▸ WORK TASK:
The expected result is every entry, retyped character for character.

▸ EXERCISE DATA:
________________

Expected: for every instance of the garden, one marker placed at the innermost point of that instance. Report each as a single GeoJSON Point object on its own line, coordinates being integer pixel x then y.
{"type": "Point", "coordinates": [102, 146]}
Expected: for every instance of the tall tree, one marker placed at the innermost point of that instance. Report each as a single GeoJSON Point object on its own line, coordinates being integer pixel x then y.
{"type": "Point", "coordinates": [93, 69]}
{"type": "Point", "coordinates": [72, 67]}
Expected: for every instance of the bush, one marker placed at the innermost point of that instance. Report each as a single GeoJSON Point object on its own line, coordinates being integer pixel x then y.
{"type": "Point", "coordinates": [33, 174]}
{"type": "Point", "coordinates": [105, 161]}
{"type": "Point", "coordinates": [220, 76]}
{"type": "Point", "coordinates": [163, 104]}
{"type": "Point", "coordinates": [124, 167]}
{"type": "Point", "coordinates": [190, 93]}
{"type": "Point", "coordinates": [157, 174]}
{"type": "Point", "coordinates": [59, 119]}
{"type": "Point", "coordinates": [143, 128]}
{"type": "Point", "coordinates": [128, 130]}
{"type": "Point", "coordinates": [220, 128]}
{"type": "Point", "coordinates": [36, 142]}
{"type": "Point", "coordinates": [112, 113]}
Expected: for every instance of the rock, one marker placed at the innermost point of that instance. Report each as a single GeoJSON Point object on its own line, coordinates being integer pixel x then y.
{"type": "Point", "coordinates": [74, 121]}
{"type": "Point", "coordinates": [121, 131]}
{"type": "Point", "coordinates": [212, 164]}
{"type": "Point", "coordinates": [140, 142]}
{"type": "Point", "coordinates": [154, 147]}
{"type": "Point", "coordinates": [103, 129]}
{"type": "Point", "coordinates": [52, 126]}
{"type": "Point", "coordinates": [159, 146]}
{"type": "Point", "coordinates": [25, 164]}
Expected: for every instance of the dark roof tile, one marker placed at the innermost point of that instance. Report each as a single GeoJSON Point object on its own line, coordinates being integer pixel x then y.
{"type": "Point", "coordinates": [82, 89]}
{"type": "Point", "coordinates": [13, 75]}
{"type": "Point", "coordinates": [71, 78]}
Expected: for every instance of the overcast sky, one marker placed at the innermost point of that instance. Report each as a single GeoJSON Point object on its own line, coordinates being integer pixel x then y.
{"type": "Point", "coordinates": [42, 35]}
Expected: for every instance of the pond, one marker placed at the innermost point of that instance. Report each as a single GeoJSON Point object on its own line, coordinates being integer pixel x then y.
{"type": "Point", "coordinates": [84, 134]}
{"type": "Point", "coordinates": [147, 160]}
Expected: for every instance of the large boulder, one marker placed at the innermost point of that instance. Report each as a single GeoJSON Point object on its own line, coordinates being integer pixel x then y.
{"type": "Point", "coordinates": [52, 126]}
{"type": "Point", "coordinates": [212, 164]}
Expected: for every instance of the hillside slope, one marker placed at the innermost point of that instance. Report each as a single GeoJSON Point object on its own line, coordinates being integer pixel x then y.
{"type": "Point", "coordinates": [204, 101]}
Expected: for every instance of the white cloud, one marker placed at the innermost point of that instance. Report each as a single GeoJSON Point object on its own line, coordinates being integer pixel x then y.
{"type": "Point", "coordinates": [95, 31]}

________________

▸ SOLUTION TO THE EXERCISE:
Expected: for every instance of the garden, one marker placed at the innermost point of that instance. Report each as a single GeoJSON Point object on its own line, coordinates being integer pixel x then y.
{"type": "Point", "coordinates": [102, 146]}
Expected: for every instance of the tall tree, one marker placed at the innermost point of that instance. Report each as a single GeoJSON Point object on its own line, coordinates being integer pixel x then y.
{"type": "Point", "coordinates": [93, 69]}
{"type": "Point", "coordinates": [72, 67]}
Expected: for every instance of the bush, one marker placed at the innermost point of that instance. Report each as a single GeoJSON Point object on its own line, coordinates being integer pixel x then y.
{"type": "Point", "coordinates": [33, 174]}
{"type": "Point", "coordinates": [105, 161]}
{"type": "Point", "coordinates": [220, 76]}
{"type": "Point", "coordinates": [163, 104]}
{"type": "Point", "coordinates": [124, 167]}
{"type": "Point", "coordinates": [190, 93]}
{"type": "Point", "coordinates": [157, 174]}
{"type": "Point", "coordinates": [59, 119]}
{"type": "Point", "coordinates": [143, 128]}
{"type": "Point", "coordinates": [128, 130]}
{"type": "Point", "coordinates": [220, 128]}
{"type": "Point", "coordinates": [36, 142]}
{"type": "Point", "coordinates": [112, 113]}
Expected: for every instance of the rock, one marker placed at the innermost point of that instance. Report each as a single GeoJSON Point object on its own line, coordinates being integer pixel x then y.
{"type": "Point", "coordinates": [74, 121]}
{"type": "Point", "coordinates": [121, 131]}
{"type": "Point", "coordinates": [212, 164]}
{"type": "Point", "coordinates": [140, 142]}
{"type": "Point", "coordinates": [154, 147]}
{"type": "Point", "coordinates": [103, 129]}
{"type": "Point", "coordinates": [52, 126]}
{"type": "Point", "coordinates": [159, 146]}
{"type": "Point", "coordinates": [25, 164]}
Expected: for every instance of the dark roof tile, one marker placed at the innermost point of that instance. Report each as a single GeoJSON Point object on its own line, coordinates being integer pixel x then y.
{"type": "Point", "coordinates": [82, 89]}
{"type": "Point", "coordinates": [13, 75]}
{"type": "Point", "coordinates": [71, 78]}
Expected: for every instance of the overcast sky, one marker placed at the innermost point of that instance. Report each as a single GeoJSON Point object on its own line, coordinates being integer pixel x then y.
{"type": "Point", "coordinates": [42, 35]}
Expected: for every instance of the pond, one marker placed at the innermost point of that instance. Report each as a single GeoJSON Point object on its own line, coordinates being integer pixel x then y.
{"type": "Point", "coordinates": [84, 134]}
{"type": "Point", "coordinates": [147, 160]}
Expected: for every instance of the large boulder, one marker placed at the innermost point of that instance. Report each as a single GeoJSON Point object on its own line, coordinates being integer pixel x then y.
{"type": "Point", "coordinates": [52, 126]}
{"type": "Point", "coordinates": [212, 164]}
Expected: for every instance of the hillside slope, one marker placed at the innermost point of that instance. Report each as a single GeoJSON Point object on its own line, coordinates being integer pixel x then y.
{"type": "Point", "coordinates": [204, 101]}
Expected: for every instance of the white cloud, one marker placed at the innermost point of that instance. Report each as a single GeoJSON Point object on its own line, coordinates being integer pixel x then y.
{"type": "Point", "coordinates": [95, 31]}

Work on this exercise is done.